• What you have to do: Every record below should appear in your answer, copied exactly.
|---|
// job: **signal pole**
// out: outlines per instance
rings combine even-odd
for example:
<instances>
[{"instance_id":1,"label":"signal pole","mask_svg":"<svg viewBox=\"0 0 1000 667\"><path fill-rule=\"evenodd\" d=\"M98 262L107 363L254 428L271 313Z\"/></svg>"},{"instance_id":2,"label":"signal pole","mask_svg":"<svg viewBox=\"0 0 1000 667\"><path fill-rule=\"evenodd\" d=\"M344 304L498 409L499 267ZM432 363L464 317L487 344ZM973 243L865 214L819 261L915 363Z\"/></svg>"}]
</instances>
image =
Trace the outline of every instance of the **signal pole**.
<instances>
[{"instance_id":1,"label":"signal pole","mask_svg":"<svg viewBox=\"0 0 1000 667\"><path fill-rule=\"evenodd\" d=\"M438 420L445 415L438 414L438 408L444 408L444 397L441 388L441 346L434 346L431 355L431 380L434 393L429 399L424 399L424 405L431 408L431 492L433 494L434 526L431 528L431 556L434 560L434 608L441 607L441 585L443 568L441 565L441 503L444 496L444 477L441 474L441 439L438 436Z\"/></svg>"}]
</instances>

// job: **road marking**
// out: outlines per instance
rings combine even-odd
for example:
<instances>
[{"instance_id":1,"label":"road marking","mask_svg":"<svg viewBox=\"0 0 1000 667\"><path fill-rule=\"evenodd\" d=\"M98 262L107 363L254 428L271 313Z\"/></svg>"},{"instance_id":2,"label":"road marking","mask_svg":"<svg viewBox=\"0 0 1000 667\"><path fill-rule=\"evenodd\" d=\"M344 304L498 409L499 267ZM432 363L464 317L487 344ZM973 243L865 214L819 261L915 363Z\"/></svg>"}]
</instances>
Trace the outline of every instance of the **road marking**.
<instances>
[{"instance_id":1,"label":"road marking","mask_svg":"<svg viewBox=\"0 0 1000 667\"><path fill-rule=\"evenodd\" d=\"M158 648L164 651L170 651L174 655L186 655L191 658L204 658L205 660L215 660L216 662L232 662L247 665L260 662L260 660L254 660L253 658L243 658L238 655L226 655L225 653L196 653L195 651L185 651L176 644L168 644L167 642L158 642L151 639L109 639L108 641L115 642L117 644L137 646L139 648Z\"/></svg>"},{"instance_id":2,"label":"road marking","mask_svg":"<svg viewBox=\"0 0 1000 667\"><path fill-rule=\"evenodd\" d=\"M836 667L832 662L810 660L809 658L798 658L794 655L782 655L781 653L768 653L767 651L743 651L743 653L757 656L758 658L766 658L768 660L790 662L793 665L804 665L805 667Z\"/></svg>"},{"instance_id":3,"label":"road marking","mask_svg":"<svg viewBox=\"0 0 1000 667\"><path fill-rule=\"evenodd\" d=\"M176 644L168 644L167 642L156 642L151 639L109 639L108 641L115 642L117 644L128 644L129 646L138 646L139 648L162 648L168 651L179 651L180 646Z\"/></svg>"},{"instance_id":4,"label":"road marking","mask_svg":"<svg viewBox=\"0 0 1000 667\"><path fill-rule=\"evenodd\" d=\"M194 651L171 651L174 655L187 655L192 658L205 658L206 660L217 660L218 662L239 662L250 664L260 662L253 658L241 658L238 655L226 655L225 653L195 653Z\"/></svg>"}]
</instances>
|---|
• Answer to this task:
// job: **signal pole**
// out: outlines per instance
rings combine even-odd
for example:
<instances>
[{"instance_id":1,"label":"signal pole","mask_svg":"<svg viewBox=\"0 0 1000 667\"><path fill-rule=\"evenodd\" d=\"M98 262L107 363L254 428L271 313Z\"/></svg>"},{"instance_id":2,"label":"signal pole","mask_svg":"<svg viewBox=\"0 0 1000 667\"><path fill-rule=\"evenodd\" d=\"M344 304L498 409L499 267ZM432 363L464 317L487 344ZM973 243L865 214L819 261L915 363Z\"/></svg>"}]
</instances>
image =
Trace the outline of every instance of the **signal pole**.
<instances>
[{"instance_id":1,"label":"signal pole","mask_svg":"<svg viewBox=\"0 0 1000 667\"><path fill-rule=\"evenodd\" d=\"M438 420L445 415L438 414L438 408L444 408L444 397L441 388L441 346L434 346L431 355L431 380L434 393L429 399L424 399L424 405L431 408L431 492L433 494L434 526L431 528L431 556L434 560L434 608L441 607L441 585L443 568L441 565L441 503L444 496L444 477L441 474L441 439L438 436Z\"/></svg>"}]
</instances>

// job: **road marking**
// out: outlines per instance
rings combine even-odd
for example:
<instances>
[{"instance_id":1,"label":"road marking","mask_svg":"<svg viewBox=\"0 0 1000 667\"><path fill-rule=\"evenodd\" d=\"M98 262L107 363L254 428L271 313Z\"/></svg>"},{"instance_id":2,"label":"road marking","mask_svg":"<svg viewBox=\"0 0 1000 667\"><path fill-rule=\"evenodd\" d=\"M344 304L498 409L499 267ZM432 363L464 317L487 344ZM973 243L865 214L819 261L915 363Z\"/></svg>"}]
</instances>
Trace the outline of every instance of the **road marking**.
<instances>
[{"instance_id":1,"label":"road marking","mask_svg":"<svg viewBox=\"0 0 1000 667\"><path fill-rule=\"evenodd\" d=\"M158 648L164 651L170 651L174 655L186 655L191 658L204 658L205 660L215 660L216 662L232 662L247 665L260 662L260 660L254 660L253 658L243 658L238 655L226 655L225 653L196 653L195 651L185 651L176 644L168 644L167 642L158 642L151 639L109 639L108 641L115 642L117 644L137 646L139 648Z\"/></svg>"},{"instance_id":2,"label":"road marking","mask_svg":"<svg viewBox=\"0 0 1000 667\"><path fill-rule=\"evenodd\" d=\"M836 667L832 662L810 660L809 658L798 658L794 655L782 655L781 653L768 653L767 651L743 651L743 653L757 656L758 658L766 658L768 660L790 662L793 665L804 665L805 667Z\"/></svg>"},{"instance_id":3,"label":"road marking","mask_svg":"<svg viewBox=\"0 0 1000 667\"><path fill-rule=\"evenodd\" d=\"M176 644L168 644L167 642L156 642L151 639L109 639L108 641L115 642L117 644L128 644L129 646L138 646L139 648L162 648L168 651L179 651L180 646Z\"/></svg>"},{"instance_id":4,"label":"road marking","mask_svg":"<svg viewBox=\"0 0 1000 667\"><path fill-rule=\"evenodd\" d=\"M194 651L171 651L174 655L187 655L192 658L205 658L206 660L217 660L218 662L239 662L250 664L260 662L253 658L241 658L238 655L226 655L225 653L195 653Z\"/></svg>"}]
</instances>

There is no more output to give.